---------- Selected excerpt

AN EXPERIMENT FOR STUDYING THE FEASIBILITY OF THE ANNOTATION OF A CORPUS OF NATURAL LANGUAGE ARGUMENTS WITH EMOTIONS
PROTOCOL – First experimental setting (November 2014)
General goal of the first set of experiments: Feasibility study of the annotation of a corpus of natural language arguments with emotions.
EXPERIMENT #1 (Associating arguments to workload/engagement emotional states detected by an EEG headset and facial emotions detected by a Face Emotion Recognition tool)
Goal:
Starting from an issue to be discussed provided by the animators, the aim of the experiment is to collect the arguments proposed by the participants and to associate such arguments to the workload/engagement emotional states and to the facial emotions of the participants. During a post-processing phase on the collected data, we will synchronize the arguments put forward at instant t with the emotional indexes we retrieved. We will build the resulting argumentation graph for each discussion addressed by the discussion groups. These argumentation graphs will connect arguments to each others by a support or an attack relation. Finally, argumentation graphs will be labelled with the source who has proposed the argument, and the emotional state of the source itself and of the other participants at the time of the introduction of the argument in the discussion.

--------------------

What you need to do: From the experiment protocol, reproduce word for word the passage starting at "AN EXPERIMENT FOR" and ending at "setting (November 2014)".

---------- Input data

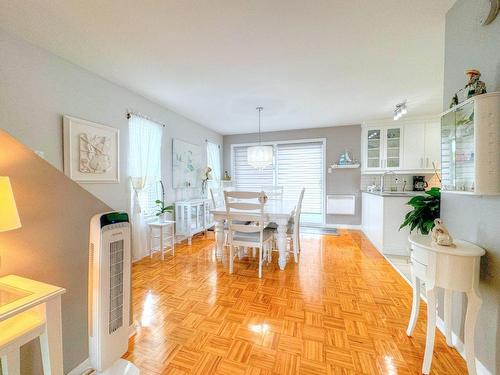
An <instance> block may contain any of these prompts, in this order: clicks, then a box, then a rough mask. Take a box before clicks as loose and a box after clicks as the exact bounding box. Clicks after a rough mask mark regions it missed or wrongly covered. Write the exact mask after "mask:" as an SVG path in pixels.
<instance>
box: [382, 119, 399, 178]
mask: <svg viewBox="0 0 500 375" xmlns="http://www.w3.org/2000/svg"><path fill="white" fill-rule="evenodd" d="M400 167H401V128H387V129H386V130H385V160H384V168H389V169H398V168H400Z"/></svg>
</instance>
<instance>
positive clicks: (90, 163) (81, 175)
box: [63, 115, 120, 183]
mask: <svg viewBox="0 0 500 375" xmlns="http://www.w3.org/2000/svg"><path fill="white" fill-rule="evenodd" d="M63 149H64V173H65V174H66V176H68V177H69V178H71V179H72V180H73V181H76V182H79V183H119V182H120V131H119V129H117V128H113V127H111V126H107V125H102V124H99V123H96V122H92V121H88V120H84V119H80V118H76V117H72V116H67V115H64V116H63Z"/></svg>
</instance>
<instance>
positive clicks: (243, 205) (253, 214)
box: [224, 191, 266, 239]
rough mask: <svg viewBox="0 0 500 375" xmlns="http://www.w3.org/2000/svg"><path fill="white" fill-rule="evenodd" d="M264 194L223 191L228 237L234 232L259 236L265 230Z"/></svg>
mask: <svg viewBox="0 0 500 375" xmlns="http://www.w3.org/2000/svg"><path fill="white" fill-rule="evenodd" d="M264 197H265V193H264V192H254V191H224V202H225V205H226V213H227V223H228V230H229V237H230V238H232V235H233V234H234V232H242V233H258V232H260V234H261V239H262V233H263V231H264V228H265V224H266V223H265V216H264Z"/></svg>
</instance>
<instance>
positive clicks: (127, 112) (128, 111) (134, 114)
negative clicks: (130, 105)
mask: <svg viewBox="0 0 500 375" xmlns="http://www.w3.org/2000/svg"><path fill="white" fill-rule="evenodd" d="M132 115H133V116H137V117H142V118H143V119H146V120H149V121H153V122H156V123H157V124H160V125H161V126H163V127H166V126H167V125H166V124H164V123H162V122H159V121H156V120H153V119H152V118H151V117H149V116H146V115H143V114H142V113H139V112H135V111H131V110H127V119H130V116H132Z"/></svg>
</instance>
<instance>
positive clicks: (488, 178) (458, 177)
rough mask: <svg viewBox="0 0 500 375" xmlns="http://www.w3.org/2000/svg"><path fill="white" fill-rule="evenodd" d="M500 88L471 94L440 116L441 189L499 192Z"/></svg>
mask: <svg viewBox="0 0 500 375" xmlns="http://www.w3.org/2000/svg"><path fill="white" fill-rule="evenodd" d="M499 123H500V92H493V93H489V94H482V95H478V96H474V97H472V98H470V99H468V100H466V101H464V102H462V103H460V104H458V105H456V106H455V107H453V108H451V109H450V110H448V111H446V112H445V113H443V115H442V116H441V160H442V166H441V173H442V177H441V179H442V190H443V192H453V193H463V194H478V195H498V194H500V161H499V159H500V152H499V148H500V147H499V146H500V129H499V128H500V127H499V125H498V124H499Z"/></svg>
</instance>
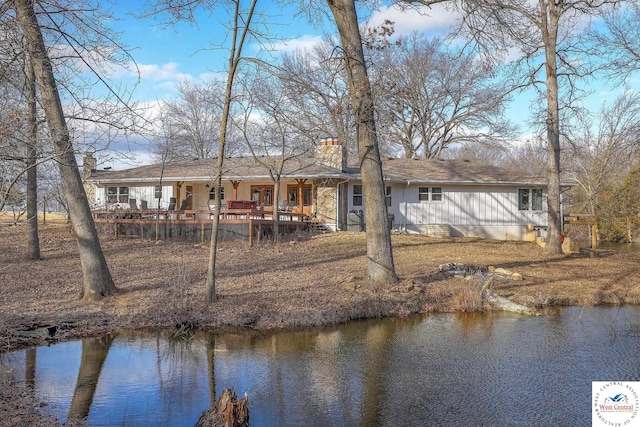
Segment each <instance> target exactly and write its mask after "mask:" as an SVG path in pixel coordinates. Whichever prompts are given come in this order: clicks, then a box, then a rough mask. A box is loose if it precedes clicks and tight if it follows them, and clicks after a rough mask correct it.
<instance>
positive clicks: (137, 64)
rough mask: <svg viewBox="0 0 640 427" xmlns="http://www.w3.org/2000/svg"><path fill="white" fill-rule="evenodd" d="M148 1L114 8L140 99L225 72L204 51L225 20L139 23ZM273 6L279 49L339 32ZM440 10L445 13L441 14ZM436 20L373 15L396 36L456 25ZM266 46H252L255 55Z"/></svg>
mask: <svg viewBox="0 0 640 427" xmlns="http://www.w3.org/2000/svg"><path fill="white" fill-rule="evenodd" d="M143 3H144V2H141V1H139V0H136V1H131V2H122V3H120V4H118V5H117V6H115V7H114V9H113V12H114V15H115V16H116V17H118V20H117V21H114V22H113V23H111V24H110V26H111V27H112V28H114V29H115V30H116V31H119V32H122V40H123V42H124V44H125V45H127V46H129V47H131V48H132V51H131V53H132V55H133V57H134V59H135V61H136V63H137V65H138V68H139V69H140V72H141V80H140V84H139V86H138V87H137V88H136V91H135V93H136V99H138V100H140V101H142V102H152V101H154V100H157V99H163V98H165V97H166V96H171V95H174V94H175V88H176V86H177V84H178V82H180V81H181V80H183V79H190V80H193V81H196V82H201V81H203V80H206V79H208V78H211V77H212V76H213V75H214V73H216V72H221V71H224V69H225V66H226V62H227V57H226V56H225V52H224V51H221V50H203V49H206V48H207V47H209V46H211V44H216V43H221V42H223V38H224V36H225V29H224V28H221V21H222V22H223V21H224V16H223V15H222V16H220V15H217V16H209V14H208V13H202V14H200V16H199V22H198V27H197V28H196V27H194V26H192V25H190V24H188V23H181V24H179V25H178V26H175V27H172V26H165V25H163V24H162V23H161V22H160V21H159V20H157V19H143V20H137V19H135V18H134V17H133V16H132V14H135V13H140V11H141V6H142V4H143ZM263 4H265V5H267V8H268V10H267V13H268V14H269V15H270V16H269V17H267V18H266V19H268V21H269V23H270V24H271V25H270V27H269V31H270V32H271V33H272V35H273V36H274V40H273V43H274V44H275V46H274V47H275V48H276V49H277V50H278V51H286V50H294V49H296V48H300V47H304V46H308V45H311V44H314V43H317V42H318V41H320V40H321V38H322V35H323V34H324V33H334V32H335V30H334V27H333V24H332V23H331V22H328V23H325V24H324V25H322V26H318V27H314V26H312V25H311V24H309V23H308V22H307V20H306V18H305V17H304V16H299V17H296V16H294V15H295V10H294V9H291V8H290V9H281V8H280V7H279V6H277V5H274V4H273V3H269V2H264V3H263ZM438 10H439V11H438ZM431 14H432V15H434V16H432V17H427V16H419V15H418V14H417V13H415V12H413V13H404V14H403V13H400V12H399V11H398V10H394V9H389V8H387V7H382V8H381V9H379V10H378V11H377V12H373V13H372V15H371V22H373V23H379V22H382V21H383V20H384V19H391V20H393V21H394V22H395V23H396V25H395V27H396V33H398V34H399V33H407V32H409V31H413V30H425V29H431V30H432V31H436V32H442V31H443V30H445V29H446V28H447V27H448V25H449V23H450V22H451V21H452V18H451V15H450V14H446V16H445V14H444V13H443V9H442V8H438V9H435V10H434V12H431ZM259 48H260V47H259V46H258V45H257V44H255V43H254V44H251V45H250V51H249V52H248V54H249V55H251V54H253V53H255V52H256V50H257V49H259ZM117 77H124V80H125V81H126V82H128V84H129V85H131V84H132V83H133V82H134V80H135V79H134V77H135V76H134V75H132V74H126V75H125V76H117Z"/></svg>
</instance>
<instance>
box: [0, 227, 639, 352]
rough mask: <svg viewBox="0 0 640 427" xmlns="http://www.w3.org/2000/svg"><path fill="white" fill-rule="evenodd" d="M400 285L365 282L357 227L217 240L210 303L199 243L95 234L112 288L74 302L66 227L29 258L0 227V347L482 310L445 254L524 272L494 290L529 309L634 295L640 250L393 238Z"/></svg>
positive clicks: (472, 291)
mask: <svg viewBox="0 0 640 427" xmlns="http://www.w3.org/2000/svg"><path fill="white" fill-rule="evenodd" d="M393 244H394V258H395V262H396V269H397V272H398V274H399V276H400V277H401V282H400V283H399V284H397V285H389V286H371V285H369V284H368V283H366V282H365V281H364V280H363V276H364V273H365V271H364V269H365V258H366V241H365V235H364V234H363V233H347V232H344V233H330V234H326V235H317V236H312V237H310V238H307V239H305V240H300V241H292V242H287V243H283V244H281V245H278V246H274V245H273V244H271V243H262V244H260V245H257V246H255V247H253V248H250V247H248V245H247V243H246V242H222V243H221V245H220V250H219V255H218V271H217V291H218V295H219V300H218V301H217V302H216V303H214V304H206V303H204V292H205V289H204V277H205V273H206V265H207V257H208V247H207V246H206V245H200V244H194V243H189V242H184V241H182V242H181V241H166V242H159V243H157V244H156V243H155V242H154V241H149V240H144V241H143V240H140V239H131V238H125V239H119V240H115V239H113V238H111V237H109V236H103V237H102V246H103V249H104V252H105V256H106V258H107V261H108V263H109V266H110V269H111V272H112V275H113V277H114V280H115V282H116V285H117V287H118V288H119V290H120V292H119V294H118V295H116V296H114V297H110V298H106V299H104V300H103V301H101V302H99V303H88V302H83V301H79V300H77V299H76V296H77V295H78V294H79V291H80V283H81V271H80V265H79V261H78V256H77V247H76V243H75V240H74V238H73V236H72V235H71V233H70V232H69V231H68V229H67V227H65V226H46V227H42V229H41V249H42V255H43V258H44V259H43V260H40V261H26V260H24V254H25V253H26V238H25V230H24V228H23V227H20V226H18V227H14V226H3V227H0V247H1V248H2V251H1V252H0V283H2V288H1V290H0V295H1V296H2V298H1V299H2V304H1V307H2V309H1V311H0V351H6V350H9V349H12V348H16V347H19V346H24V345H30V344H35V343H41V342H44V341H46V340H48V339H49V337H48V335H47V334H46V329H43V328H42V327H43V326H50V325H56V326H58V327H59V328H60V329H59V330H58V331H57V332H56V334H55V336H54V337H53V339H56V340H57V339H70V338H76V337H82V336H87V335H95V334H100V333H102V332H105V331H109V330H114V329H120V328H124V329H126V328H132V329H140V328H167V327H168V328H175V327H176V326H180V325H181V326H182V327H184V326H185V325H192V326H194V327H199V328H209V327H211V328H258V329H277V328H298V327H314V326H322V325H326V324H330V323H340V322H347V321H350V320H354V319H360V318H371V317H382V316H404V315H407V314H411V313H416V312H438V311H440V312H441V311H477V310H483V309H486V307H485V305H484V304H483V301H482V299H481V298H480V287H479V286H480V285H481V284H479V283H478V282H474V281H465V280H462V279H459V278H453V277H450V276H448V275H445V274H443V273H441V272H439V269H438V267H439V265H440V264H444V263H449V262H456V263H466V264H474V265H494V266H497V267H503V268H506V269H509V270H512V271H516V272H519V273H521V274H522V275H523V276H524V279H525V280H523V281H519V282H510V283H500V284H496V285H495V286H494V291H495V292H496V293H498V294H499V295H501V296H504V297H508V298H510V299H512V300H514V301H516V302H519V303H522V304H526V305H530V306H545V305H558V304H561V305H594V304H603V303H606V304H639V303H640V274H638V273H640V271H639V270H640V262H638V261H640V259H639V258H640V254H635V253H615V252H600V253H597V254H596V255H595V256H590V254H592V253H591V252H583V253H580V254H574V255H568V256H565V255H562V256H560V255H558V256H548V255H545V254H544V253H543V251H542V249H541V248H539V247H537V246H535V245H533V244H530V243H525V242H502V241H492V240H479V239H468V238H458V239H434V238H427V237H424V236H417V235H395V236H393Z"/></svg>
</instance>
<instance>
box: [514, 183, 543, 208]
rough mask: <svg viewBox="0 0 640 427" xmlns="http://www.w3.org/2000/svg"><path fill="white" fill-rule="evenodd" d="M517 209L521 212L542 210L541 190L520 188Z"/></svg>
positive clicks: (518, 193)
mask: <svg viewBox="0 0 640 427" xmlns="http://www.w3.org/2000/svg"><path fill="white" fill-rule="evenodd" d="M518 209H520V210H521V211H541V210H542V189H540V188H521V189H519V190H518Z"/></svg>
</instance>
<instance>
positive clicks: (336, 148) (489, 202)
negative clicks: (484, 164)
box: [84, 138, 547, 240]
mask: <svg viewBox="0 0 640 427" xmlns="http://www.w3.org/2000/svg"><path fill="white" fill-rule="evenodd" d="M215 164H216V159H193V160H180V161H175V162H169V163H166V164H154V165H148V166H140V167H135V168H131V169H126V170H121V171H114V170H97V169H96V160H95V159H94V158H92V157H88V158H86V159H85V165H84V175H85V181H86V189H87V194H88V197H89V201H90V203H91V204H92V205H93V208H94V209H96V210H103V211H109V210H111V209H118V208H119V209H121V208H127V209H128V208H129V206H130V205H131V206H132V207H134V208H138V209H150V210H152V209H156V208H157V207H158V206H159V207H160V209H161V210H165V211H169V212H170V211H173V210H177V211H180V212H187V213H190V214H191V217H192V218H193V219H208V218H210V215H209V214H210V209H211V206H212V204H213V199H214V196H215V192H214V191H213V174H214V168H215ZM383 173H384V179H385V186H386V194H387V206H388V211H389V220H390V225H391V226H392V227H393V229H394V230H397V231H403V232H409V233H422V234H426V235H432V236H470V237H483V238H493V239H500V240H525V239H530V236H531V230H535V231H536V232H537V233H538V234H539V235H542V236H543V237H544V234H545V230H546V225H547V212H546V206H547V204H546V187H547V186H546V183H545V181H544V180H543V179H541V178H540V177H535V176H527V175H525V174H521V173H517V172H512V171H508V170H505V169H501V168H498V167H493V166H489V165H484V164H477V163H473V162H467V161H452V160H426V159H406V158H398V159H386V160H384V161H383ZM279 193H280V197H279V199H280V200H281V202H280V203H279V205H278V210H282V211H284V212H291V213H293V214H298V215H299V217H300V218H301V219H303V218H304V219H313V221H314V222H316V223H320V224H323V225H324V227H326V229H329V230H332V231H336V230H362V229H364V228H365V227H366V222H367V220H366V217H365V216H364V213H363V209H364V207H363V192H362V179H361V176H360V169H359V167H357V166H352V165H351V163H349V164H347V156H346V150H345V147H344V146H343V145H342V144H340V143H339V141H338V140H337V139H333V138H327V139H323V140H321V142H320V145H319V146H318V147H316V151H315V153H314V155H313V156H310V155H307V156H306V157H295V158H291V159H289V160H286V161H285V162H284V168H283V173H282V175H281V182H280V191H279ZM273 198H274V181H273V179H272V178H271V175H270V174H269V171H268V169H267V168H266V167H265V166H263V165H262V164H261V163H260V162H258V161H257V160H256V159H255V158H253V157H251V156H248V157H234V158H225V159H224V171H223V173H222V189H221V199H223V200H221V202H222V203H224V205H225V207H226V206H228V207H229V208H230V209H231V208H238V207H250V208H252V209H258V210H263V211H270V212H273V206H274V204H276V202H275V201H274V200H273ZM158 204H159V205H158ZM291 219H292V220H293V216H292V217H291ZM222 222H224V220H222V221H221V223H222Z"/></svg>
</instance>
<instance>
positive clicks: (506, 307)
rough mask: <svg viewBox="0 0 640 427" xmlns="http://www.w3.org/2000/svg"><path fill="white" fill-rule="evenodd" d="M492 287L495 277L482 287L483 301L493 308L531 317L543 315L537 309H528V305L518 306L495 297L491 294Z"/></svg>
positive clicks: (503, 310) (528, 308)
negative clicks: (487, 302) (488, 304)
mask: <svg viewBox="0 0 640 427" xmlns="http://www.w3.org/2000/svg"><path fill="white" fill-rule="evenodd" d="M491 285H493V276H490V277H489V278H488V279H487V280H485V282H484V285H483V286H482V299H484V300H485V301H487V302H488V303H489V304H490V305H491V307H493V308H495V309H498V310H502V311H510V312H514V313H520V314H528V315H531V316H540V315H541V314H542V313H540V311H539V310H537V309H535V308H532V307H527V306H526V305H522V304H518V303H515V302H513V301H511V300H508V299H506V298H503V297H500V296H497V295H493V294H492V293H491Z"/></svg>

--------------------

Exercise solution:
AN EXPERIMENT FOR STUDYING THE FEASIBILITY OF THE ANNOTATION OF A CORPUS OF NATURAL LANGUAGE ARGUMENTS WITH EMOTIONS
PROTOCOL – First experimental setting (November 2014)